▶ [INSTRUCTIONS FOR THE TASK]: Copy word for word, please, the lines of the entries below running from the one containing "the green grass." to the one containing "of the twig", both ends included.

(SUPPLIED ENTRIES)

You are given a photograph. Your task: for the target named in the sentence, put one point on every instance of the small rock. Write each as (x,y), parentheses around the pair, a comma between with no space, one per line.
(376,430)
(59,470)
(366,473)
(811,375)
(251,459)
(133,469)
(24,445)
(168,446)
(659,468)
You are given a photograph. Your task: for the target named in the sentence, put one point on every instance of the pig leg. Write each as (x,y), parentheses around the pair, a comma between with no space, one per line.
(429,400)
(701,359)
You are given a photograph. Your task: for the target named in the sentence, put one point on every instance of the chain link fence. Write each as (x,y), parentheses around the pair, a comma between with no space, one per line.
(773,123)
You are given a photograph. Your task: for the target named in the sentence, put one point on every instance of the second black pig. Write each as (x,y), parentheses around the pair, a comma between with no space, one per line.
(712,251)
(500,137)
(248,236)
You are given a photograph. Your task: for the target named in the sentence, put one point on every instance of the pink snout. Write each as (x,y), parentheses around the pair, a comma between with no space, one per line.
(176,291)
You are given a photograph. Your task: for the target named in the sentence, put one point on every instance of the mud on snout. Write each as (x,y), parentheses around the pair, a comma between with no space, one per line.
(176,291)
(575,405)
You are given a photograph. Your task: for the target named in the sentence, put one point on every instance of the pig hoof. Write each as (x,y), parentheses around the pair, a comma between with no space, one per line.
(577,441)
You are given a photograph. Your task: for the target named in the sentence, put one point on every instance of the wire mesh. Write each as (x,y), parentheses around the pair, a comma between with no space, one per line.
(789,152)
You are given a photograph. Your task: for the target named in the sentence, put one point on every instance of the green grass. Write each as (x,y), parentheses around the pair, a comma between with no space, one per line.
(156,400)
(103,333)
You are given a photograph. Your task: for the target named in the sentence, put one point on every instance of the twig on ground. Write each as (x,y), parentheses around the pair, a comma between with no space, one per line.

(End SUPPLIED ENTRIES)
(SUPPLIED ENTRIES)

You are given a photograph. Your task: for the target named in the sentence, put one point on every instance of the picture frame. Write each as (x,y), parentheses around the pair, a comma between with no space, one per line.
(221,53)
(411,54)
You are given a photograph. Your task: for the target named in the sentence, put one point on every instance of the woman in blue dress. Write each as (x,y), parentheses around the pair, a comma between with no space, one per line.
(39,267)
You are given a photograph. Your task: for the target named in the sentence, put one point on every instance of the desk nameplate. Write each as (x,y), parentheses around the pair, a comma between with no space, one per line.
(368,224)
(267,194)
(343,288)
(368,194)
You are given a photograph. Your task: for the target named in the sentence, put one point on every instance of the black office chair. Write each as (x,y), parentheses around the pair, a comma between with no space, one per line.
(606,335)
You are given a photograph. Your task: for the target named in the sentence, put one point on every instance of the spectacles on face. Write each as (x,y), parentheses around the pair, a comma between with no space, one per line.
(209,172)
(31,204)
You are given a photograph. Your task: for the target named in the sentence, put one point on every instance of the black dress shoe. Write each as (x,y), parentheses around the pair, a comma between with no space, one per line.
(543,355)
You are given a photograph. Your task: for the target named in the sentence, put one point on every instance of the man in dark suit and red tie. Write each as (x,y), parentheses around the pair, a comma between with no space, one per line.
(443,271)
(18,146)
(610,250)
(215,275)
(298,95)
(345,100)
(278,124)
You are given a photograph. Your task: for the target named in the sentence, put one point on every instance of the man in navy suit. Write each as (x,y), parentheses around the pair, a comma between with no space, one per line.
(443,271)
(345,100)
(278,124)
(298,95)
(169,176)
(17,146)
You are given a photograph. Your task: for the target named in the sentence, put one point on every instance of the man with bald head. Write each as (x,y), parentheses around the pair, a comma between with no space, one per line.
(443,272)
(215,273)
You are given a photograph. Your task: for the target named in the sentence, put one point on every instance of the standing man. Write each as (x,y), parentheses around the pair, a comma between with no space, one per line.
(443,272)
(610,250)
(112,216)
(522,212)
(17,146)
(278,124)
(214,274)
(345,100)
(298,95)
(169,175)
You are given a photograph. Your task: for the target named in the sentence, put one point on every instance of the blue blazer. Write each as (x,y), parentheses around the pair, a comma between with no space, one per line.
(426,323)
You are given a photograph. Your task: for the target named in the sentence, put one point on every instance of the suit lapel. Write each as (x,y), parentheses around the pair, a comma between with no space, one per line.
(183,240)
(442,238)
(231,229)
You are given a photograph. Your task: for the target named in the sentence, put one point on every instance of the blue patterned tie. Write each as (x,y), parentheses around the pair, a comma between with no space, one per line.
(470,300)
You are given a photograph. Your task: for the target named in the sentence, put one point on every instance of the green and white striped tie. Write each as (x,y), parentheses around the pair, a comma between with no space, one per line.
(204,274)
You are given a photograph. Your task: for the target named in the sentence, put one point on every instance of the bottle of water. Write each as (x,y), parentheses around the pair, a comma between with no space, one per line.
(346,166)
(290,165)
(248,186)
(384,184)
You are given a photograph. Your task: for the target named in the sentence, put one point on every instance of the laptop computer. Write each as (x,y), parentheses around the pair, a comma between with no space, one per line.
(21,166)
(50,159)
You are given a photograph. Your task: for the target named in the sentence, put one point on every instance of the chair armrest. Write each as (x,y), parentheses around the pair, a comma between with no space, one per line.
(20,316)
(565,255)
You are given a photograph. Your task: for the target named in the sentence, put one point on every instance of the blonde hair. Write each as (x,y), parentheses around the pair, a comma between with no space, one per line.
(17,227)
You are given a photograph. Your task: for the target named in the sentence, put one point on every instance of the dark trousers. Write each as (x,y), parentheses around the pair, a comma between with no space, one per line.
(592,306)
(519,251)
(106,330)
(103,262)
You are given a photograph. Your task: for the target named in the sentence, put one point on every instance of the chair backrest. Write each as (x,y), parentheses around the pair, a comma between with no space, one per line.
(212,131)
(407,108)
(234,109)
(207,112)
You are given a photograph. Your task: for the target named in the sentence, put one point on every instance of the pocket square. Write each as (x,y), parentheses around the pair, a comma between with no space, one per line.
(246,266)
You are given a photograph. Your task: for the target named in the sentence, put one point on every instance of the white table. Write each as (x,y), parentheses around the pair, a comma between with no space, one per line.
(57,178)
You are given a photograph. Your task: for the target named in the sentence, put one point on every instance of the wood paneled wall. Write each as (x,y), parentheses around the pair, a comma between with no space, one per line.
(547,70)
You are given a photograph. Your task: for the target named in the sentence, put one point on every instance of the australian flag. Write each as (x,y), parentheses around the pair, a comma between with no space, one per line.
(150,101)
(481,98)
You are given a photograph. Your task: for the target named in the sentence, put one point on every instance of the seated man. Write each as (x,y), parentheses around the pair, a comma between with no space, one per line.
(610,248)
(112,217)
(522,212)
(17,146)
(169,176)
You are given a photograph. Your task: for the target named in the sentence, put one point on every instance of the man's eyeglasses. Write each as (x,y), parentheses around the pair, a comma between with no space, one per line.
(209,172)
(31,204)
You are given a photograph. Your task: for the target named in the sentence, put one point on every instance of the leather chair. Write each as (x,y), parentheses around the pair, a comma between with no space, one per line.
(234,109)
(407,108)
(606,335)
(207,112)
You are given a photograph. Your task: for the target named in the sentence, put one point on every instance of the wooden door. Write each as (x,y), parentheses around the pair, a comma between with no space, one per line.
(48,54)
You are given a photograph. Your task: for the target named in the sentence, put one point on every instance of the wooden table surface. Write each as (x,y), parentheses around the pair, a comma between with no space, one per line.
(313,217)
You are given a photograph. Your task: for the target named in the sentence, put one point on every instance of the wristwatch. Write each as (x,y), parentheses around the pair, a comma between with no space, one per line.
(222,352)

(End SUPPLIED ENTRIES)
(SUPPLIED ENTRIES)

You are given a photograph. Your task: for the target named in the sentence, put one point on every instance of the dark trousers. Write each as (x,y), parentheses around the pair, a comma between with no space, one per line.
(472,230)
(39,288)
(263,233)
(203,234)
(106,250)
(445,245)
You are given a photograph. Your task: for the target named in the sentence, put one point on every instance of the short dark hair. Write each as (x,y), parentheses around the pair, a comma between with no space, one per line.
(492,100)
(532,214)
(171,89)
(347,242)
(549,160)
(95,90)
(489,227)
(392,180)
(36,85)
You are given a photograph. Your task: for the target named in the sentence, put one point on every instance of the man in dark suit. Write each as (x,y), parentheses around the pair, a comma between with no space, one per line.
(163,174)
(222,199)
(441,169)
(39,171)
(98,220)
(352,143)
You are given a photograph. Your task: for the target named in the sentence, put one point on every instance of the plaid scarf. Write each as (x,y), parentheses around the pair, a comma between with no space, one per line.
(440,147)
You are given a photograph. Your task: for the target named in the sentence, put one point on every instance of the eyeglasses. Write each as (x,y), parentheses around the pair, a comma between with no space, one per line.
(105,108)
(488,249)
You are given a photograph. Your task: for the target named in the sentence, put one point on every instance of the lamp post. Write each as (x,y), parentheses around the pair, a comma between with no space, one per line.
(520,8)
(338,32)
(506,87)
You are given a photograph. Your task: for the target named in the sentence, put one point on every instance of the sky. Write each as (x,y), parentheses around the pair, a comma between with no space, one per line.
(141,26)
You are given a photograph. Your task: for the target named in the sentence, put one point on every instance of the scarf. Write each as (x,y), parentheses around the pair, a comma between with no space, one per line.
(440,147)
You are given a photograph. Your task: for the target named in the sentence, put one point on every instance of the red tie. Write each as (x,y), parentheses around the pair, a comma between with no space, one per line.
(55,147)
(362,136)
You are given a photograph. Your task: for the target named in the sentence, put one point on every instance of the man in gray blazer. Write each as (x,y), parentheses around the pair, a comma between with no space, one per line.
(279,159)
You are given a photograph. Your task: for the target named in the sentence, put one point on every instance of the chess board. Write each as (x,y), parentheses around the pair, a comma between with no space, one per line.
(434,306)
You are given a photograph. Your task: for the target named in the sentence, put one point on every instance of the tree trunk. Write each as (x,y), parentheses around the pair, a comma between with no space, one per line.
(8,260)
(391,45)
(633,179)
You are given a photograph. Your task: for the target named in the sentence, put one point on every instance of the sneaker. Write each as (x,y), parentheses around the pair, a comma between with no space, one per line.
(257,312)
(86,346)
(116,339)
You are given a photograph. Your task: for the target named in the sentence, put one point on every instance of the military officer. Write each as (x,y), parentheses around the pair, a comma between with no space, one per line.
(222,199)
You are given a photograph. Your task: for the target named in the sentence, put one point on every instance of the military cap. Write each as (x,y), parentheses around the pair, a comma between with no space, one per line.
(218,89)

(End SUPPLIED ENTRIES)

▶ [TASK ANSWER]:
You are given a photograph. Your task: for the target named in the sentence, put one point on every instance of the green grass. Write each as (x,y), parentheses around the pair, a comma between with no space, one per line.
(156,400)
(103,333)
You are given a photograph. Your task: for the target named in the sentence, put one point on every instance of the twig on ground. Write each as (x,y), parentheses around the pair, a comma between with no space, one per line.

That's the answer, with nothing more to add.